:: Task ::
Find each line in the records below that contains the string "target" and copy those lines.

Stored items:
------------------------------------------------------------------------

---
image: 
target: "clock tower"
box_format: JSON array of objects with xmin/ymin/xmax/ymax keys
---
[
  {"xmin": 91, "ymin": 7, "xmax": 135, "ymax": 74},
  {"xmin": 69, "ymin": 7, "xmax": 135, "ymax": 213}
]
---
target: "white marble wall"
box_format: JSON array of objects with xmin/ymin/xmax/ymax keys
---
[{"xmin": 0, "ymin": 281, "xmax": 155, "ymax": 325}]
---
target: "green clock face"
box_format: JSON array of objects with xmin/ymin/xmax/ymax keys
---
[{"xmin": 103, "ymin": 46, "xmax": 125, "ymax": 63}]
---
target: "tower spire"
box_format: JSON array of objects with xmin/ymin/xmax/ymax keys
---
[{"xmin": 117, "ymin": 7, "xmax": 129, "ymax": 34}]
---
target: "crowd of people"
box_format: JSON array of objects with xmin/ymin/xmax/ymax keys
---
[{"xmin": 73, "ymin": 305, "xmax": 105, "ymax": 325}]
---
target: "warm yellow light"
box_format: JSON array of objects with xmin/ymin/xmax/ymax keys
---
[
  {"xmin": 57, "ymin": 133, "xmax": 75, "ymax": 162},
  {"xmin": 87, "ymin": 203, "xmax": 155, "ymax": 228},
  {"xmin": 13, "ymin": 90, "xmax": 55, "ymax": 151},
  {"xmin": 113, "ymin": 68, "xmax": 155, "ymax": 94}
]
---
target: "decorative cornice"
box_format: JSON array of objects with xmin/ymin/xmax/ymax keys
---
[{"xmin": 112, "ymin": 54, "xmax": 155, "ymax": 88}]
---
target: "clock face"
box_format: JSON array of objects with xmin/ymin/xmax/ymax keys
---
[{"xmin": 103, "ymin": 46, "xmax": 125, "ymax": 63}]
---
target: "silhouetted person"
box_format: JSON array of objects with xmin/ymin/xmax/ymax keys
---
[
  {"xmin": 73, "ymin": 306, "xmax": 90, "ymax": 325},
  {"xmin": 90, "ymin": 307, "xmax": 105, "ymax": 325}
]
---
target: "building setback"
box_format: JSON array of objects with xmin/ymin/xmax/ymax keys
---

------------------------------------------------------------------------

:: Solution below ::
target: "clock tower"
target: "white marble wall"
target: "green clock face"
target: "tower spire"
target: "crowd of people"
target: "warm yellow light"
target: "decorative cornice"
target: "clock face"
target: "silhouetted person"
target: "building setback"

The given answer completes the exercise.